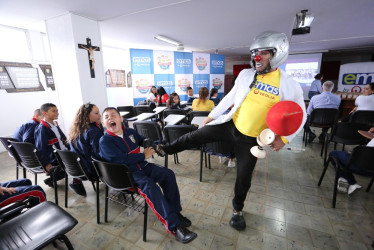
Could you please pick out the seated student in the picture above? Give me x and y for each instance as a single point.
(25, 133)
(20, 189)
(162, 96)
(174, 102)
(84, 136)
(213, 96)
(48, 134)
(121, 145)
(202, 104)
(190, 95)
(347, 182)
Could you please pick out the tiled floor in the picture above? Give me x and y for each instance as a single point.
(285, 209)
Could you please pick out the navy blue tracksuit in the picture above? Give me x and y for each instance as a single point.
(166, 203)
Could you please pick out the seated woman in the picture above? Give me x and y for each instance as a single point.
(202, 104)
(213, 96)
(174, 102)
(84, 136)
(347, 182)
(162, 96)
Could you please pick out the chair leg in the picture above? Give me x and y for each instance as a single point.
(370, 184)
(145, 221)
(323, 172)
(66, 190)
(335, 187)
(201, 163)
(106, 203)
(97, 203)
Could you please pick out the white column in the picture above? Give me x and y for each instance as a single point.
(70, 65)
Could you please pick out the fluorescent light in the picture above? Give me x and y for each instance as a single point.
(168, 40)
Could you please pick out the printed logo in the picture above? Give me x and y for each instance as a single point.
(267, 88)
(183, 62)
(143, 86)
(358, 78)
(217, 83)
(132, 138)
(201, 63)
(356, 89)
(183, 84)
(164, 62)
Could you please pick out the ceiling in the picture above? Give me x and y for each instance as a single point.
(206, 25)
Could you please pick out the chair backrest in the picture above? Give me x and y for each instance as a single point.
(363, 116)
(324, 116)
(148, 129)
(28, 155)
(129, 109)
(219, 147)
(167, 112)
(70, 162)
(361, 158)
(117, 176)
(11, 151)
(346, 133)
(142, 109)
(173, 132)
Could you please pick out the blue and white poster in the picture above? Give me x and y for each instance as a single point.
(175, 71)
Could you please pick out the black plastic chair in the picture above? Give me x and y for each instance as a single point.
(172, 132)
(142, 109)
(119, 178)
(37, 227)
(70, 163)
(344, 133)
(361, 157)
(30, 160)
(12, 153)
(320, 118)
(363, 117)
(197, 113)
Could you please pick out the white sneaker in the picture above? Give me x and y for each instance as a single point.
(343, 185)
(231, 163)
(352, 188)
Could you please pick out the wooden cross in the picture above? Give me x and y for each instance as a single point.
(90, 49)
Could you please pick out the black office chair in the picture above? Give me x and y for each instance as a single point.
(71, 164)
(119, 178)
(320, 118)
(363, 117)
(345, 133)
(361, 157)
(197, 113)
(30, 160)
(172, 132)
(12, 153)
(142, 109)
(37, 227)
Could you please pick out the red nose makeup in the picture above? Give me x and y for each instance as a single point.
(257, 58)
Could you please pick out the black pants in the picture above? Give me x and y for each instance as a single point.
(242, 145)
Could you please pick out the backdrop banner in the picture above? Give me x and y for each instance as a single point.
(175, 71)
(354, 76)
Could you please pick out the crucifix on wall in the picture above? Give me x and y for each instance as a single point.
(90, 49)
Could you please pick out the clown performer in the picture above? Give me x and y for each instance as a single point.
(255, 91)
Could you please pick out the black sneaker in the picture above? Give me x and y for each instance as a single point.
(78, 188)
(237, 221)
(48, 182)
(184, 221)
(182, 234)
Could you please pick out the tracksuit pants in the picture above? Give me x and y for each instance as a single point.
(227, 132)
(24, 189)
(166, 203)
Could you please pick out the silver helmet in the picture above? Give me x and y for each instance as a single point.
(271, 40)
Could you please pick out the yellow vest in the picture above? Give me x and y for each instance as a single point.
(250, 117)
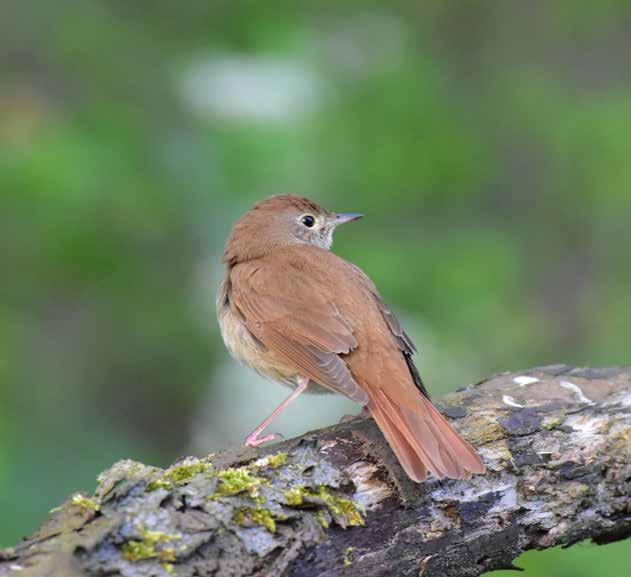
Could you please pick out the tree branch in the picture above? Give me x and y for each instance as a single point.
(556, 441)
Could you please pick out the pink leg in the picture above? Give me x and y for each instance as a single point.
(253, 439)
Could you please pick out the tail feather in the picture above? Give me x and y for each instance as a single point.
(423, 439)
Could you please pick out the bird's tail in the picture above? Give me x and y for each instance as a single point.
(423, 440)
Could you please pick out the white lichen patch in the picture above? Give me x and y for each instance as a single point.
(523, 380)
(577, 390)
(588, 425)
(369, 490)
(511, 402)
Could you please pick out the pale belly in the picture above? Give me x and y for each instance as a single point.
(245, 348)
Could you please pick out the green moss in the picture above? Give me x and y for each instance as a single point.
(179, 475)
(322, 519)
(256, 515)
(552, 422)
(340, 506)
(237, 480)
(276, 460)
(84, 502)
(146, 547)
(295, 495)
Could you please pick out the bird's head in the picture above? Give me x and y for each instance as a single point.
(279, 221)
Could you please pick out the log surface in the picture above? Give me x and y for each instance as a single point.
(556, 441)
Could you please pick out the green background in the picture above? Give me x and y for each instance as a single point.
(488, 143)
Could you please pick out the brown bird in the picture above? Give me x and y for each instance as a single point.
^^^^^^^^^^^^^^^^
Every record above must be given again exactly; drop the pictures.

**THE SOLUTION**
Could you please pick out the seated student in the picture above? Give me x and y for each instance as a single point.
(25, 133)
(20, 189)
(162, 96)
(174, 102)
(84, 136)
(213, 96)
(48, 134)
(121, 145)
(202, 104)
(190, 95)
(347, 182)
Could you please pick out the tiled floor in the picture above? Give me x and y for each instance as a single point.
(285, 209)
Could you please pick out the navy blue tracksuit in the picture above? Give me x and y for each instance as a single point.
(166, 203)
Could you please pick out the seated woman in the picture above? Give me x and y for each instance as a single point.
(202, 104)
(213, 96)
(174, 102)
(84, 136)
(347, 182)
(162, 96)
Could you please pick out the chair leg in the picture above? Give me x and y for each instance as a single point.
(370, 184)
(145, 221)
(323, 172)
(66, 190)
(335, 187)
(201, 163)
(106, 203)
(97, 203)
Could you please pick out the white column in the picture above? Give me x and y for each instance as a single point.
(70, 65)
Could you please pick out the fluorescent light in the picture above? Give me x and y for each instance as a single point.
(168, 40)
Could you please pick out the printed logo in the picture above? Give me x and y for each instance as a single point.
(267, 88)
(183, 62)
(143, 86)
(358, 78)
(217, 83)
(132, 138)
(201, 63)
(356, 89)
(183, 84)
(164, 62)
Could you please pick out the ceiling in the picture above? Give me x and y for each instance as a single point.
(206, 25)
Could you please pick out the chair backrest in the picture above? Give me x and y for each instance as a single point.
(363, 116)
(324, 116)
(148, 129)
(28, 155)
(129, 109)
(219, 147)
(167, 112)
(70, 162)
(361, 158)
(117, 176)
(11, 151)
(346, 133)
(142, 109)
(173, 132)
Could you please pick out the blue and white poster in the picture above? Give me x and y for each instance as a single point.
(175, 71)
Could you please pick out the black plastic chair in the picture above? Give me x and y for each instance as a single point.
(172, 132)
(142, 109)
(119, 178)
(37, 227)
(70, 163)
(344, 133)
(361, 157)
(30, 160)
(12, 153)
(320, 118)
(363, 117)
(197, 113)
Could you please pick out the white sneaker in the picture above? Give me x and y for each instance as a single point.
(343, 185)
(231, 163)
(352, 188)
Could you please pick out the wooden cross in the picture above? Give me x and y for each instance as a single point.
(90, 49)
Could you please pick out the black office chair in the picture above? Give me x and y for each instance as a single point.
(71, 164)
(119, 178)
(320, 118)
(363, 117)
(345, 133)
(361, 157)
(197, 113)
(30, 160)
(172, 132)
(12, 153)
(142, 109)
(37, 227)
Could you please pick out the red nose makeup in the picture above? Give me x and y for each instance as a single point.
(257, 58)
Could you please pick out the black pants in the picture above? Give me x and y for each instance as a single point.
(242, 145)
Could you please pick out the backdrop banner in the picture above? Give me x and y for each instance as a single point.
(175, 71)
(354, 76)
Could you please pick out the crucifix on wall in the picture above? Give me x and y for each instance as a single point.
(90, 49)
Could you please pick out the clown performer in the picture above? Give me x and y for each instance as a single point.
(255, 91)
Could you please pick out the black sneaker in the picture above? Give me x and y for each instance as a single point.
(78, 188)
(237, 221)
(48, 182)
(184, 221)
(182, 234)
Could you please pick out the tracksuit pants in the picture above? Give me x and y for each instance as a single point.
(227, 132)
(24, 189)
(166, 203)
Could you please pick out the silver helmet in the picture above? Give me x and y for each instance as a single point.
(271, 40)
Could you please pick out the yellow vest in the picture above? Give me x and y for each instance as a single point.
(250, 117)
Could you please pick out the tree branch in the picture above? Give me x and y for each instance as a single point.
(556, 441)
Could you please pick out the pink leg in the picture above? Give me x and y for each instance as a single point.
(253, 439)
Could you please pick out the tail feather in the picture above? Give me x and y for each instance as a single point.
(423, 439)
Could you please pick out the bird's tail in the picture above? Give me x and y for each instance as a single point.
(423, 440)
Could you please pick out the white lichen patch in the picture above? Give me x and y for each instance as a single point.
(523, 380)
(577, 390)
(588, 425)
(369, 490)
(511, 402)
Could you please pick out the pale belly in the picture above? Give me x and y for each instance as a single point.
(245, 348)
Could you please pick out the green moss in the picture above? Give me x and y for each instance as a single point.
(179, 475)
(322, 519)
(256, 515)
(552, 422)
(340, 506)
(237, 480)
(276, 460)
(84, 502)
(146, 547)
(295, 495)
Could you please pick out the bird's head in the picture above? Give me x and y for each instance as a single point.
(279, 221)
Could you please pick out the log surface in the picture above? Give me x and y for each instance as a single point.
(556, 441)
Could you please pick out the green background in the picture above? Give me x and y for each instance as a single point.
(488, 143)
Could you please pick out the brown bird in the picture above? Give me x and y for each instance as a single point.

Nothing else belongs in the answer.